By Jim Duncan CVFDude@aol.com
Valley
Junction Farmers Market
A
longtime supporter of many area
farmers markets, I resented the
inclusion of non-farmers and phony
farmers for years. Some “farmer”
vendors are now selling produce
that is covered with wax and stickers.
Prepared food vendors at local
markets rarely use farm fresh
foods, as they are required to
do in the real farmers markets
around the country. Too often
in Central Iowa, our real farmers
are being exploited to promote
the neighborhoods that host them
— the purpose being to attract
the biggest crowd possible, meaning
people who don’t give a hoot about
sustainable agriculture, heirloom
tomatoes or free ranged pigs.
Real farmers can get lost in this
crowd. But how lost?
I visited three consecutive
Valley Junction Farmers Markets
at dinnertime and stood at the
edges counting people who were
walking away in the direction
of parked cars. Each week I counted
to 200 people while also counting
the number who were carrying groceries.
I even included people who were
carrying nothing more than dry
pasta that had been made by a
wholesale company in Colorado.
During those three weeks the secondary
head counts averaged 20 people.
So it seems that fewer than one
out of 10 VJFM visitors actually
buys something from farmers. For
most people, VJFM is a food court
on wheels. Based on three weeks
of grazing, it’s still better
than any mall food court around
here.
Week one: I started with a bag
of cheese curds from the much-praised
Creamery from Van Buren County.
These are made only from hand-milked
cows on Amish farms and represent
a way of life that would not exist
were it not for the Creamery.
(Modern dairies no longer pick
up milk pails and the Amish won’t
convert to new milking technologies.)

- _DATASET EXTRACT_:
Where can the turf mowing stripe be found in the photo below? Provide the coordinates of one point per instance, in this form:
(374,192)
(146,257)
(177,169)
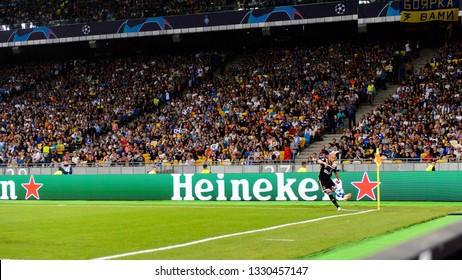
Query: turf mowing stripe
(363,248)
(227,235)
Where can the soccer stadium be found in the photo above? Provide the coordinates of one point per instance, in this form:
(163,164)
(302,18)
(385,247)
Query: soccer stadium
(230,130)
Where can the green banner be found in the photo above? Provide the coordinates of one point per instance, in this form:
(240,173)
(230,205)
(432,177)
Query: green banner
(404,186)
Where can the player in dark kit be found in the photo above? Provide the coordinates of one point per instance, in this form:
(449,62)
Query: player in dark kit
(328,167)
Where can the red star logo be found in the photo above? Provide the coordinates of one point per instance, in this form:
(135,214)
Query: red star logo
(365,187)
(32,188)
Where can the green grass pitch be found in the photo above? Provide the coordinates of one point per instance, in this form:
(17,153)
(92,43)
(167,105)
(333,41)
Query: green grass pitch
(166,230)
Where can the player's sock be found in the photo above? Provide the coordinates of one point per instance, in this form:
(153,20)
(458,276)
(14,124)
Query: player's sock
(334,201)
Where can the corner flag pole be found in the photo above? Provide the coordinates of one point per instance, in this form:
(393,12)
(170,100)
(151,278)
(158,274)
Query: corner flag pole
(378,162)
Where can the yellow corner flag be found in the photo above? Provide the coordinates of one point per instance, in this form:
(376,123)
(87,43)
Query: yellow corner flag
(378,161)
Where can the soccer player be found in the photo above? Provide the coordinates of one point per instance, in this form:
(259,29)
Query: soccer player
(431,166)
(325,174)
(339,192)
(205,169)
(303,167)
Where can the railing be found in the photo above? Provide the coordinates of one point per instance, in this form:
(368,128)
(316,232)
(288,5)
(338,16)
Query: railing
(231,167)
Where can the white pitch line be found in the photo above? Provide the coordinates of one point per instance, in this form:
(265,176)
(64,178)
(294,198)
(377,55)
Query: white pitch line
(226,236)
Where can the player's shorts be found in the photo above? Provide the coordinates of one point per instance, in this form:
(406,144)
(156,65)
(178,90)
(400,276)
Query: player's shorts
(326,184)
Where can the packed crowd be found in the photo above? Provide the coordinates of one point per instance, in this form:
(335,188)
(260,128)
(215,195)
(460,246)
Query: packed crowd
(53,110)
(421,122)
(45,12)
(104,111)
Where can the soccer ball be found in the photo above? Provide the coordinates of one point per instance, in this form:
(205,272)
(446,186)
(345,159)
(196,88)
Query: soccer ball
(340,9)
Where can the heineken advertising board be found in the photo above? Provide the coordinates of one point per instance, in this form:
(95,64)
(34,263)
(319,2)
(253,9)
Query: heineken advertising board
(404,186)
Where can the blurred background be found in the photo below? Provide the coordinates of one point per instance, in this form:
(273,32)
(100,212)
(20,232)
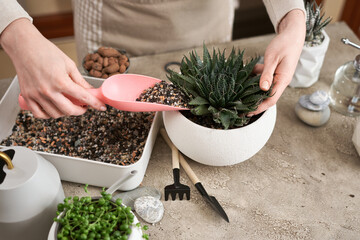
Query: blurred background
(54,19)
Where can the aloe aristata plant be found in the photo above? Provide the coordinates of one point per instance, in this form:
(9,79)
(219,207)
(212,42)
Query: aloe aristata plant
(221,87)
(315,23)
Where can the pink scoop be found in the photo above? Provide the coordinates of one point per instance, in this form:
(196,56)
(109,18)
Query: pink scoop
(121,91)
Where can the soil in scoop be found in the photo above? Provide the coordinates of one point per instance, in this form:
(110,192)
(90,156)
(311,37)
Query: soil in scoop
(164,93)
(112,136)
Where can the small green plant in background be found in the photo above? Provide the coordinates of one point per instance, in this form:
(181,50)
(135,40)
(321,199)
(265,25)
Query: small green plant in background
(221,87)
(89,218)
(315,23)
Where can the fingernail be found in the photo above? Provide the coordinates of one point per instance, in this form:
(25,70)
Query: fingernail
(265,85)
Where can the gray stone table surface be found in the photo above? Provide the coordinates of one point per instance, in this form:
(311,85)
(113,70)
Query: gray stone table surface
(303,184)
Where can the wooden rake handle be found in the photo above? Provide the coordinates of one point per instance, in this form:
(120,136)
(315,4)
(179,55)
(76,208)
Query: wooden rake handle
(174,150)
(194,179)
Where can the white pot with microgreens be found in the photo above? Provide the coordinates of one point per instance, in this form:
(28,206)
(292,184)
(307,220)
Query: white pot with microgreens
(222,91)
(315,47)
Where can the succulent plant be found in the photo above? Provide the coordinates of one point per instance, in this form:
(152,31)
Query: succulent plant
(314,23)
(221,87)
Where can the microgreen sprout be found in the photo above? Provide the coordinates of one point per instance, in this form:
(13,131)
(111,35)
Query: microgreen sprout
(95,218)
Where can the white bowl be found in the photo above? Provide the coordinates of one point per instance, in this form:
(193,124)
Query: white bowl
(218,147)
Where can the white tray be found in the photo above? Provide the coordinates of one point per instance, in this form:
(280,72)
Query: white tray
(77,169)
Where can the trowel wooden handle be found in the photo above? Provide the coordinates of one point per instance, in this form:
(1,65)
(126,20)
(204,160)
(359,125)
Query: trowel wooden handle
(188,169)
(174,150)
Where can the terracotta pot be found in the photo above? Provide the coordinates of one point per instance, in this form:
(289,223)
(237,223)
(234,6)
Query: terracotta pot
(308,69)
(218,147)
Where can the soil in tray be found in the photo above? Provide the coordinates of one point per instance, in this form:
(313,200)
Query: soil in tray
(112,136)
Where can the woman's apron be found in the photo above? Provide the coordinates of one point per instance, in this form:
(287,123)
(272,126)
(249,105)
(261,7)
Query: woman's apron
(144,27)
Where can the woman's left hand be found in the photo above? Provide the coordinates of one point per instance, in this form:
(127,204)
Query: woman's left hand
(281,58)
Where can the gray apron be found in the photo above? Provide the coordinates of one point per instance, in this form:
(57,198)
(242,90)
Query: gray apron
(144,27)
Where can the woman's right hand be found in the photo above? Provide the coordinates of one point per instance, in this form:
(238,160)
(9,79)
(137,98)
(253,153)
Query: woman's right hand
(46,75)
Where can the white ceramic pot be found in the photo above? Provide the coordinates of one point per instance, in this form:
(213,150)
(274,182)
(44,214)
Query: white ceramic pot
(29,194)
(310,62)
(218,147)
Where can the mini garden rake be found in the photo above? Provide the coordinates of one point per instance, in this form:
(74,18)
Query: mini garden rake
(177,187)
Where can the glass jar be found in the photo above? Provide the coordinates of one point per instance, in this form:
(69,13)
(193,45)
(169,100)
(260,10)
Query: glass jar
(345,90)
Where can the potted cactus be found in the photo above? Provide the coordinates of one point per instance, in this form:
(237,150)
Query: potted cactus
(316,44)
(221,91)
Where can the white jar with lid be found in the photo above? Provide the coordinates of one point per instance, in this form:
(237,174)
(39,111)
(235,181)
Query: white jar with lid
(29,194)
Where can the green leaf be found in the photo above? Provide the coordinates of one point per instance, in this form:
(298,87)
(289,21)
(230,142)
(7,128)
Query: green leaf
(198,101)
(200,110)
(225,119)
(240,106)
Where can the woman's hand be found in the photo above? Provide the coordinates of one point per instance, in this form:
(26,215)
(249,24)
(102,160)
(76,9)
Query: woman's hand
(46,75)
(281,57)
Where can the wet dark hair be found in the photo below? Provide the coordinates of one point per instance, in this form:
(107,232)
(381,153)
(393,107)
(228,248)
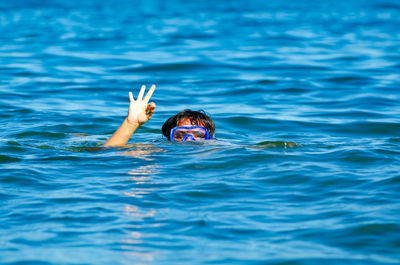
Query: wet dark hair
(199,118)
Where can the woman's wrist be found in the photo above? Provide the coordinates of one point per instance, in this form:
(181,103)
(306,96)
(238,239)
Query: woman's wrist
(132,124)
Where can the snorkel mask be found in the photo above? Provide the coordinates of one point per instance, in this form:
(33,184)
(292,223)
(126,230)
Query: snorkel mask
(189,133)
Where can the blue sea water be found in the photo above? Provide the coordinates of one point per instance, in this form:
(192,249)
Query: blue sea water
(305,96)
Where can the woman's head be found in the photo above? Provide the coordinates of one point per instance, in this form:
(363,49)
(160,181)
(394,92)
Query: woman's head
(186,118)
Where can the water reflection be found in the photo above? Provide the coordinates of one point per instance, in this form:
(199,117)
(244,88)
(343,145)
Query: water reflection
(142,151)
(142,180)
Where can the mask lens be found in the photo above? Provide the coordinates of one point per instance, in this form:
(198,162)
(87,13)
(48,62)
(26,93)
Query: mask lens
(198,133)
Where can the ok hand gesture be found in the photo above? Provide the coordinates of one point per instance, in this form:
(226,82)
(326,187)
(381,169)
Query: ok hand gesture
(140,110)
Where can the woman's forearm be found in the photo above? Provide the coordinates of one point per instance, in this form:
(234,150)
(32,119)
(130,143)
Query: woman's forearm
(122,134)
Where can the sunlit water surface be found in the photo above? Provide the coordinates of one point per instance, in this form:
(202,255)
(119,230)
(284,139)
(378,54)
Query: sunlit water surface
(270,73)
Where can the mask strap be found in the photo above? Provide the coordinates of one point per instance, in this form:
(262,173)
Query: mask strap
(188,137)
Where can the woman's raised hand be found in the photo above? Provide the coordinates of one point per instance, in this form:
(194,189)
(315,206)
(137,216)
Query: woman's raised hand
(140,110)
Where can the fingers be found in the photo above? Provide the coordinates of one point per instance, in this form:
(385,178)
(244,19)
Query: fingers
(149,93)
(141,93)
(150,109)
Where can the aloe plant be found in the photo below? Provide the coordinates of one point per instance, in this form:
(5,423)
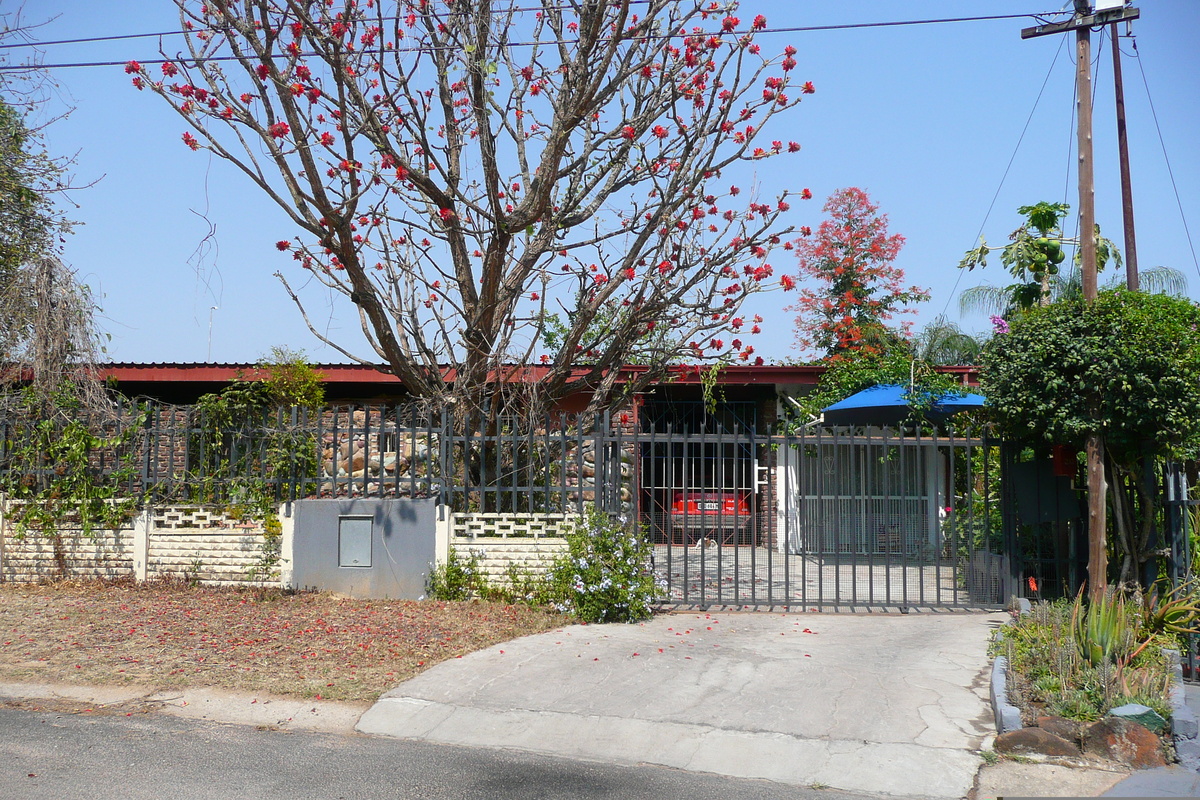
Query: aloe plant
(1105,629)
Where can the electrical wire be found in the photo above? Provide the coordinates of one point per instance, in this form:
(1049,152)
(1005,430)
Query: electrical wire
(117,37)
(1008,168)
(1167,158)
(795,29)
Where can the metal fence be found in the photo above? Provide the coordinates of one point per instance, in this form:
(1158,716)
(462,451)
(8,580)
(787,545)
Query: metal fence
(859,517)
(864,517)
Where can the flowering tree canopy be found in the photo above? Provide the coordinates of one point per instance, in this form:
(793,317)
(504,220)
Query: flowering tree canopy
(858,289)
(462,170)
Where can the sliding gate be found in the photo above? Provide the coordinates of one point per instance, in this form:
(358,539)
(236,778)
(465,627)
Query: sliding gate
(851,517)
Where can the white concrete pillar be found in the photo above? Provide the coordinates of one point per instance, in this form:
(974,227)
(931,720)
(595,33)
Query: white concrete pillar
(287,546)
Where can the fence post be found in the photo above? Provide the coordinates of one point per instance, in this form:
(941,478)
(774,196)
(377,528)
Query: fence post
(442,531)
(4,529)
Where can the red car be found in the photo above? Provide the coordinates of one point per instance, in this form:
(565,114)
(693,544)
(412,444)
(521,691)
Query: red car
(719,516)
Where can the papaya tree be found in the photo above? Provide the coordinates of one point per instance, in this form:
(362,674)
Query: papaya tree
(1126,368)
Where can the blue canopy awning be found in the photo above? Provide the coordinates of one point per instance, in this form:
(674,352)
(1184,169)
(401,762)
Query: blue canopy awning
(887,404)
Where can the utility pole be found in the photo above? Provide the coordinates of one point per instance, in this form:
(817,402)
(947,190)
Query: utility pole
(1126,182)
(1083,20)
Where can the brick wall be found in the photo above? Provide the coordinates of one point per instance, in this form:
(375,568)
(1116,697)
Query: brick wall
(31,558)
(193,542)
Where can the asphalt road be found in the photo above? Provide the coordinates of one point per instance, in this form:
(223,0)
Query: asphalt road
(64,755)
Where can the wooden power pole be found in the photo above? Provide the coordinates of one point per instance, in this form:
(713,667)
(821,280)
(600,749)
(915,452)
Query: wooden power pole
(1084,19)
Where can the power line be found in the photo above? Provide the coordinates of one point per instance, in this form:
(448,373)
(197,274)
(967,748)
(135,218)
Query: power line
(1167,158)
(795,29)
(1012,158)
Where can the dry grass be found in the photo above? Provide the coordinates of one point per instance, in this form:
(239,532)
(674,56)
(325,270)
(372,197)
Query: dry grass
(171,635)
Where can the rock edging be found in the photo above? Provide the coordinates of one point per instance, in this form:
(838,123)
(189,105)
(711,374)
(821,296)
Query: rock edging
(1114,738)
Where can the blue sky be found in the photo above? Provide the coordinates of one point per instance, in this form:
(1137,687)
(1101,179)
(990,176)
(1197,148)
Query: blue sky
(923,118)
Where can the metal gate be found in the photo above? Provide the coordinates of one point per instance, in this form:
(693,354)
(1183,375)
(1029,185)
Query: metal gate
(1180,511)
(849,517)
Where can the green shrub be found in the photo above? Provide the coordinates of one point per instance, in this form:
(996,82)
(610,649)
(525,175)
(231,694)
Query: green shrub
(459,578)
(606,575)
(1080,660)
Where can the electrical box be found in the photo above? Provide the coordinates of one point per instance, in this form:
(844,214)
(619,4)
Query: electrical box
(354,541)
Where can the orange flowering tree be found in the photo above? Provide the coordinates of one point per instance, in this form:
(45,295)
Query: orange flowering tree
(462,172)
(853,289)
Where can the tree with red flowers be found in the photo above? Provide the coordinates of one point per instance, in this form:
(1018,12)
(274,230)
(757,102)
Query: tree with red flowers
(462,172)
(858,290)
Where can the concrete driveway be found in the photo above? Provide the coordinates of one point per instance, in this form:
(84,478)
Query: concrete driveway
(877,703)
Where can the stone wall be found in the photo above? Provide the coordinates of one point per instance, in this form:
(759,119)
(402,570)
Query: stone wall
(33,557)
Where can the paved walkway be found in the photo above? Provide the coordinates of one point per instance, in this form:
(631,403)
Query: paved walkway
(883,703)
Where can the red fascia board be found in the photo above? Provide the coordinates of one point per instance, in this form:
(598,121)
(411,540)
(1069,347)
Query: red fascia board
(353,373)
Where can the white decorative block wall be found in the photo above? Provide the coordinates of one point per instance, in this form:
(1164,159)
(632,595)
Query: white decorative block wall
(496,553)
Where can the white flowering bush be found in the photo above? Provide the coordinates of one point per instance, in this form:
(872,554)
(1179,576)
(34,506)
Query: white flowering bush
(606,575)
(459,578)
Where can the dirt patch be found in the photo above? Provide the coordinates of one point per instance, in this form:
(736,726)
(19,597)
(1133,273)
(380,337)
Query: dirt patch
(171,635)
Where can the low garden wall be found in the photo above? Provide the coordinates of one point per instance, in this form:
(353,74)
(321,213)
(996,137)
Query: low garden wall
(207,546)
(528,541)
(191,542)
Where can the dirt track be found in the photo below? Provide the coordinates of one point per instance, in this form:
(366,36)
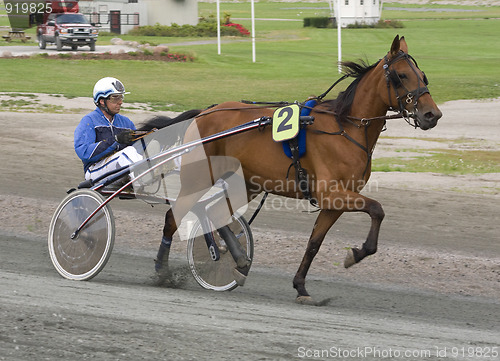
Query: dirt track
(431,292)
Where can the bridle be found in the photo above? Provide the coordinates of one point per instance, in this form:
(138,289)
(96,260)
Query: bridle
(407,96)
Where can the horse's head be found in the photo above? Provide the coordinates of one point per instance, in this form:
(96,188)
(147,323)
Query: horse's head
(407,87)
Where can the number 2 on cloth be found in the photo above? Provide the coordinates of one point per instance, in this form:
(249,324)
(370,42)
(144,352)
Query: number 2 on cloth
(286,123)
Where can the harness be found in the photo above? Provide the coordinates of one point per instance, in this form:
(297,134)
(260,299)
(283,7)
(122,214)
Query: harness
(293,148)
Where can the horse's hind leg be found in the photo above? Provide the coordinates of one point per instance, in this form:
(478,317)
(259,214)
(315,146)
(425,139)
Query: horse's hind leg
(374,209)
(324,222)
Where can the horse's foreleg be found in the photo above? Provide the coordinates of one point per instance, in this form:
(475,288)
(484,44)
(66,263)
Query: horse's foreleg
(163,252)
(376,213)
(324,222)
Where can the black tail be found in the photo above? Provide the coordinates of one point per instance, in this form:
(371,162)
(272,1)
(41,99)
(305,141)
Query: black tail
(161,121)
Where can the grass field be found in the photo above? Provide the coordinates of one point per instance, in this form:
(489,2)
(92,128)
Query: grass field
(459,52)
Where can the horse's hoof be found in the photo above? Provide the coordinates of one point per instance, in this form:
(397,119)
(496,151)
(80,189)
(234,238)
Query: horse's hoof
(239,277)
(349,259)
(305,300)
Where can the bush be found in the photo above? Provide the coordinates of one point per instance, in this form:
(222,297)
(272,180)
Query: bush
(206,28)
(319,22)
(381,24)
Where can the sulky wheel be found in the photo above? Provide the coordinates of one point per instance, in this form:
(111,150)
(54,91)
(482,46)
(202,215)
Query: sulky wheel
(86,255)
(217,275)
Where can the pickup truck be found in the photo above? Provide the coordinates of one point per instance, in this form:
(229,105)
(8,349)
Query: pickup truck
(67,29)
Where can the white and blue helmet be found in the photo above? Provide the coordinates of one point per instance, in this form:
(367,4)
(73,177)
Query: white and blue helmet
(107,86)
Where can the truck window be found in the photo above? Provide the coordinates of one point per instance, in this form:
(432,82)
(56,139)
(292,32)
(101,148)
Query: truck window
(72,19)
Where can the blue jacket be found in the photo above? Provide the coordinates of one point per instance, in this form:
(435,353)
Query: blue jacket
(95,136)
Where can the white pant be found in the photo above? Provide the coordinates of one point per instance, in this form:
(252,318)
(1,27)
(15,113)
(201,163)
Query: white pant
(117,160)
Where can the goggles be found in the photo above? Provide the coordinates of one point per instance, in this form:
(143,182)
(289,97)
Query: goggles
(116,98)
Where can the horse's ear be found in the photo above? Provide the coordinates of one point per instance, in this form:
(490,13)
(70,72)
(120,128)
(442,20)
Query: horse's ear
(395,46)
(402,44)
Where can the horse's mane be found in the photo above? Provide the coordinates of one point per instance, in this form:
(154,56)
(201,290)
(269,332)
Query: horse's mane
(342,104)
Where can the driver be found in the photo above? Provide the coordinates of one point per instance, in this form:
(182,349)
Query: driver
(103,138)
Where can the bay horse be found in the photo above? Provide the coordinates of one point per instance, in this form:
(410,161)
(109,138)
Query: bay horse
(340,143)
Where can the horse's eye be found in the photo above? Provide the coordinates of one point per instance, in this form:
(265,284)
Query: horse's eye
(426,82)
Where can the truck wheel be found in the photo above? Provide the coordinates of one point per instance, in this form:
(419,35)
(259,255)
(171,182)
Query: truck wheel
(42,44)
(58,43)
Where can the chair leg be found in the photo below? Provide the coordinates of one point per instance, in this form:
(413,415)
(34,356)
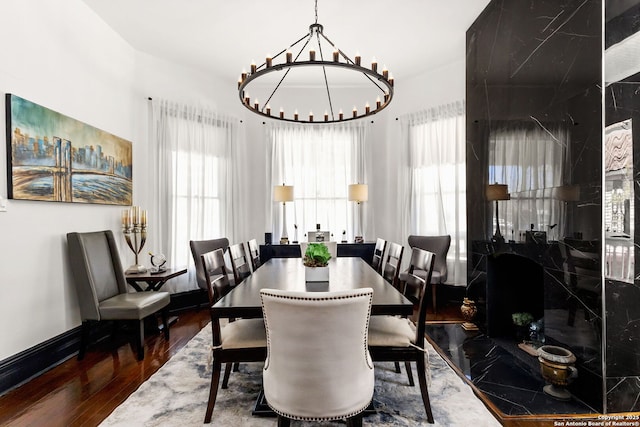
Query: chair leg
(283,421)
(140,339)
(422,379)
(355,421)
(227,372)
(84,338)
(165,323)
(433,297)
(407,365)
(213,390)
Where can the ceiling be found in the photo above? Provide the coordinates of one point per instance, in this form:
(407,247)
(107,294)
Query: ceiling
(223,37)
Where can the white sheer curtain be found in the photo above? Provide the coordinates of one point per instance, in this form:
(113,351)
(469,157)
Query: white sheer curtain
(191,168)
(436,194)
(320,162)
(531,158)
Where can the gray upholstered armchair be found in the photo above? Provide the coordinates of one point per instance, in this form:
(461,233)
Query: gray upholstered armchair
(102,288)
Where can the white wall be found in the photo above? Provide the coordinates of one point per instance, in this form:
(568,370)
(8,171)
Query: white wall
(60,55)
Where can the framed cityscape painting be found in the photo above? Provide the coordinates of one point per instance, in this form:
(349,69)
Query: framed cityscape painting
(52,157)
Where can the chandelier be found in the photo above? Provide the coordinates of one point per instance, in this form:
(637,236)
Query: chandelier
(308,52)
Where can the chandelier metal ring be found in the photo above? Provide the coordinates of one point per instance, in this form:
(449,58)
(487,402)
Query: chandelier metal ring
(383,81)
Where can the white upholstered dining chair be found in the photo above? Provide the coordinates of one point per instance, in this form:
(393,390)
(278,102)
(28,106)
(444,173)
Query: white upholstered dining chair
(318,366)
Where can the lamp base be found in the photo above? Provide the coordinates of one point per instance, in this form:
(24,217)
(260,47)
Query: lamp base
(136,269)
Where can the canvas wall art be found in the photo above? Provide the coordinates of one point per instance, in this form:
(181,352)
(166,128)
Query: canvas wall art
(53,157)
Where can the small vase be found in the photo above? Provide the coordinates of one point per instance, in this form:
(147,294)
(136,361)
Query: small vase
(469,311)
(316,274)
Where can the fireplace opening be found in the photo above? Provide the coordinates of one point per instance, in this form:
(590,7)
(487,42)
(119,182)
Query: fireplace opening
(515,284)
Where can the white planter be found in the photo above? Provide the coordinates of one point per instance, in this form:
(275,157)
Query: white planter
(316,274)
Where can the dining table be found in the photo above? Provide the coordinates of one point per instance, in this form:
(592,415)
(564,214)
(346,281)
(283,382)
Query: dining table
(289,274)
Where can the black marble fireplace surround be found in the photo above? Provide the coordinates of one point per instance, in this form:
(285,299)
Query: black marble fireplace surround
(539,63)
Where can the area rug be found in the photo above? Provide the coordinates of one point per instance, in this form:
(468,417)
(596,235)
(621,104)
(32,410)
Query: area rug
(177,395)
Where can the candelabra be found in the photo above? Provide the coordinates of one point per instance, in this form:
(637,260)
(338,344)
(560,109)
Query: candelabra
(134,228)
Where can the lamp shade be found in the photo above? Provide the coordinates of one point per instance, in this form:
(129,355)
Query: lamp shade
(498,192)
(358,192)
(283,193)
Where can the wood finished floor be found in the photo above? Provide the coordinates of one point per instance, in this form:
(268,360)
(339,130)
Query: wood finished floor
(83,393)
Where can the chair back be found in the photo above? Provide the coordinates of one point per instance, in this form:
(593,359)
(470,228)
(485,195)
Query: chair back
(239,262)
(418,282)
(439,245)
(199,247)
(318,365)
(392,266)
(97,270)
(420,260)
(378,254)
(215,273)
(254,254)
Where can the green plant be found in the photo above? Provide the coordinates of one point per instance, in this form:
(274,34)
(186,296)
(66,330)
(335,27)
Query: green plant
(316,255)
(522,319)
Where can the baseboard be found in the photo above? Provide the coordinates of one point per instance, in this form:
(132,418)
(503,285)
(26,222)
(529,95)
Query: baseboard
(22,367)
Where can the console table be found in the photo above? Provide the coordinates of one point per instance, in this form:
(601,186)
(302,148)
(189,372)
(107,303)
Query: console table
(362,250)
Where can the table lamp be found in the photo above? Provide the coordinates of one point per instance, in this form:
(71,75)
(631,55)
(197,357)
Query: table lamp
(496,192)
(359,193)
(283,193)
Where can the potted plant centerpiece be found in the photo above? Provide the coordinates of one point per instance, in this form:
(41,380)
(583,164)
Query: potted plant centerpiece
(316,263)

- _JOB A_: Rewrite everything from "I visited three" down to "averaged 20 people." in the Valley Junction column, replacing "Colorado" with "Minnesota".
- _JOB B_: According to the Valley Junction column, why would the Amish way of life behind the cheese curds not exist without the Creamery?
Rely only on the Valley Junction column for what follows.

- _TASK RESPONSE A_:
I visited three consecutive
Valley Junction Farmers Markets
at dinnertime and stood at the
edges counting people who were
walking away in the direction
of parked cars. Each week I counted
to 200 people while also counting
the number who were carrying groceries.
I even included people who were
carrying nothing more than dry
pasta that had been made by a
wholesale company in Minnesota.
During those three weeks the secondary
head counts averaged 20 people.

- _TASK RESPONSE B_: Modern dairies no longer pick up milk pails, and the Amish won't convert to new milking technologies. The Creamery makes its curds only from hand-milked cows on Amish farms, so it keeps that way of life going.